### STORED RECORDS:
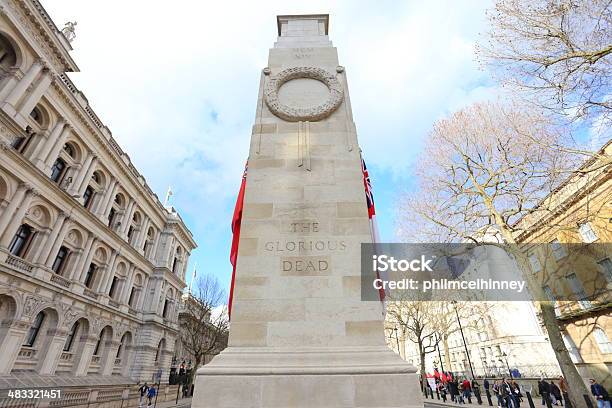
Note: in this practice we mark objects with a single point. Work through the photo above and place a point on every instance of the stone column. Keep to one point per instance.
(109, 272)
(109, 200)
(13, 226)
(52, 352)
(15, 95)
(37, 93)
(83, 359)
(125, 292)
(12, 337)
(107, 362)
(127, 218)
(59, 240)
(57, 147)
(14, 202)
(40, 153)
(143, 234)
(78, 272)
(46, 248)
(81, 178)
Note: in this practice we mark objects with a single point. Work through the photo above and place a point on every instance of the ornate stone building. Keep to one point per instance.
(92, 265)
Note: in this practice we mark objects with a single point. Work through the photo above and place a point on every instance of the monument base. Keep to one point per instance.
(267, 377)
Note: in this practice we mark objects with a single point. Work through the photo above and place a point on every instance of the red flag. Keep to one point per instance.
(236, 220)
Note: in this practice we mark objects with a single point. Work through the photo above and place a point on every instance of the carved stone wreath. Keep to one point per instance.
(312, 113)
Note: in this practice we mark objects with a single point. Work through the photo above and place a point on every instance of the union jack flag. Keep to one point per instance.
(368, 189)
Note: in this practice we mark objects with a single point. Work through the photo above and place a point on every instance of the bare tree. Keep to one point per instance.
(557, 51)
(204, 322)
(484, 169)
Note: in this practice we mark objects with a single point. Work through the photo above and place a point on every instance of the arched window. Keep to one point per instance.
(57, 171)
(60, 260)
(160, 349)
(8, 56)
(21, 241)
(69, 150)
(121, 345)
(71, 336)
(603, 341)
(91, 273)
(37, 116)
(34, 330)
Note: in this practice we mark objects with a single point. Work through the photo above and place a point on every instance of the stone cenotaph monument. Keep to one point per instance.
(300, 334)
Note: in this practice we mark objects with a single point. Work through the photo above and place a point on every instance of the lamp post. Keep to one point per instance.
(454, 302)
(507, 365)
(439, 354)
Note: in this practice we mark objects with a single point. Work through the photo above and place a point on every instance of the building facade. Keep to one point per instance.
(507, 338)
(574, 220)
(92, 265)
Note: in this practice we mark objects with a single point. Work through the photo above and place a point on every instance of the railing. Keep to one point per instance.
(71, 398)
(109, 395)
(26, 352)
(19, 263)
(66, 356)
(60, 280)
(90, 293)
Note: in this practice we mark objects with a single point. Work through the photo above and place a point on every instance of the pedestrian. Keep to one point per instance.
(600, 393)
(556, 392)
(544, 390)
(151, 394)
(498, 393)
(143, 391)
(467, 390)
(563, 387)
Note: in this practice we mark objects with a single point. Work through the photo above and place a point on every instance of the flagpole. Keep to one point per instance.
(193, 277)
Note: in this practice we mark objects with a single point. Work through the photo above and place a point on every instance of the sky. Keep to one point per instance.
(176, 82)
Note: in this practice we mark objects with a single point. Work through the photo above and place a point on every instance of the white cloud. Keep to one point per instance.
(177, 82)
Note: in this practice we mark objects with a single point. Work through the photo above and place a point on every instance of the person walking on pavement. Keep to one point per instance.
(467, 390)
(143, 391)
(556, 392)
(600, 394)
(544, 391)
(151, 394)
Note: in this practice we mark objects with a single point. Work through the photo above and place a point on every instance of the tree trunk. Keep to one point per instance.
(575, 384)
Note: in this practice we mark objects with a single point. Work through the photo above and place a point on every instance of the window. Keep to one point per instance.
(558, 249)
(34, 330)
(60, 260)
(578, 290)
(21, 240)
(91, 272)
(603, 342)
(111, 217)
(535, 263)
(111, 291)
(36, 115)
(165, 311)
(71, 335)
(98, 343)
(88, 196)
(57, 171)
(587, 233)
(131, 299)
(69, 150)
(606, 267)
(130, 233)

### WRITTEN EXERCISE:
Transcribe the material exactly, keeping every word and none of the pictures.

### FINISHED TASK:
Note: in this practice we mark objects with a single point. Work through the photo above and place a point on every instance of the stone column. Keep to one point per instance.
(109, 272)
(109, 200)
(13, 226)
(52, 352)
(15, 95)
(37, 93)
(83, 359)
(125, 292)
(12, 337)
(107, 362)
(127, 218)
(59, 240)
(57, 147)
(14, 202)
(40, 153)
(143, 234)
(78, 272)
(46, 248)
(81, 178)
Note: in this practice we mark objects with a single point. Work through the photo above and place a point on every instance of the ornate stone building. Keep to one point per instance.
(92, 265)
Note: in this practice we mark objects with a single point. Work through the photo above and place a point on every instance of the monument base. Keep to one point per instance.
(267, 377)
Note: in this practice we mark objects with a single point. Work through the photo above and place a point on every instance of the red flag. Keep to one point per instance.
(236, 220)
Note: in this practice we mark objects with a single point. Work through the photo above and place a point on every instance of the carved stone wreath. Keep to one point per instance.
(312, 113)
Note: in this practice we mark objects with a single point. Work through the photo above and place a point on every instance of the union jack flag. Keep to one point per instance.
(368, 189)
Note: in this practice we mark objects with a single point. Work through the photo above and place a point on every instance of the bare tree. Keep to one point per instance.
(557, 51)
(204, 322)
(484, 169)
Note: in this practice we mark objects with a single point. Work through the photo above and place a point on every instance of the arched window. Keep to one point per instance.
(57, 171)
(60, 260)
(160, 349)
(8, 56)
(21, 241)
(69, 150)
(121, 345)
(71, 336)
(603, 341)
(91, 273)
(37, 116)
(34, 330)
Note: in this practice we mark objects with a single point. Work through the photo above and place a point on every instance of the stone cenotaph monument. Keep to one point per instance.
(300, 334)
Note: in this practice we mark objects with a single point. Work through the photo above and place a point on every instance of the lamp post. Keep to one point per instance.
(454, 302)
(507, 365)
(439, 354)
Note: in this practice we mark objects with a single point. Work through the photo above and place a point on every instance of the building facade. Keep to one point per instance.
(507, 338)
(574, 220)
(92, 265)
Note: in this practice we mark objects with a single point. Work through the photo above and place a point on every instance of the railing. Keep to one point per instance.
(71, 398)
(109, 395)
(26, 352)
(19, 263)
(66, 356)
(60, 280)
(90, 293)
Note: in this practice we mark objects with a single point. Work through the photo above and place a point on every instance of the pedestrian. Keep to one point per instance.
(600, 393)
(556, 392)
(544, 390)
(151, 394)
(498, 393)
(143, 391)
(467, 390)
(563, 387)
Note: in this practice we mark objects with a single point. Work through the photo above and place a point on every instance of the flagpole. Keep to one point per instance.
(193, 277)
Note: in this practice we mark objects with a single point. Work through the photo above and place a point on every instance of the sky. Keep to one point per instance.
(176, 82)
Note: in this practice we mark objects with a single point. Work through the photo above and place a point on every instance of the white cloud. Keep to one point per instance.
(177, 82)
Note: in this practice we mark objects with a single point. Work through the photo above and place a point on every instance of the person walking on pavement. Keep to one point per instance.
(467, 390)
(143, 391)
(556, 392)
(600, 394)
(544, 391)
(151, 394)
Note: in this practice we mark objects with a single point. Work through the photo above and place a point on every instance of the tree trunk. Keep to one point per instance.
(575, 384)
Note: in this practice we mark objects with a single point. Work through the photo above and place a point on every instance of the window. Keep to one point per instance.
(558, 249)
(34, 330)
(60, 260)
(578, 290)
(21, 240)
(91, 272)
(603, 342)
(111, 217)
(535, 263)
(111, 291)
(36, 115)
(165, 311)
(71, 335)
(98, 343)
(88, 196)
(57, 171)
(587, 233)
(131, 299)
(69, 150)
(606, 267)
(130, 233)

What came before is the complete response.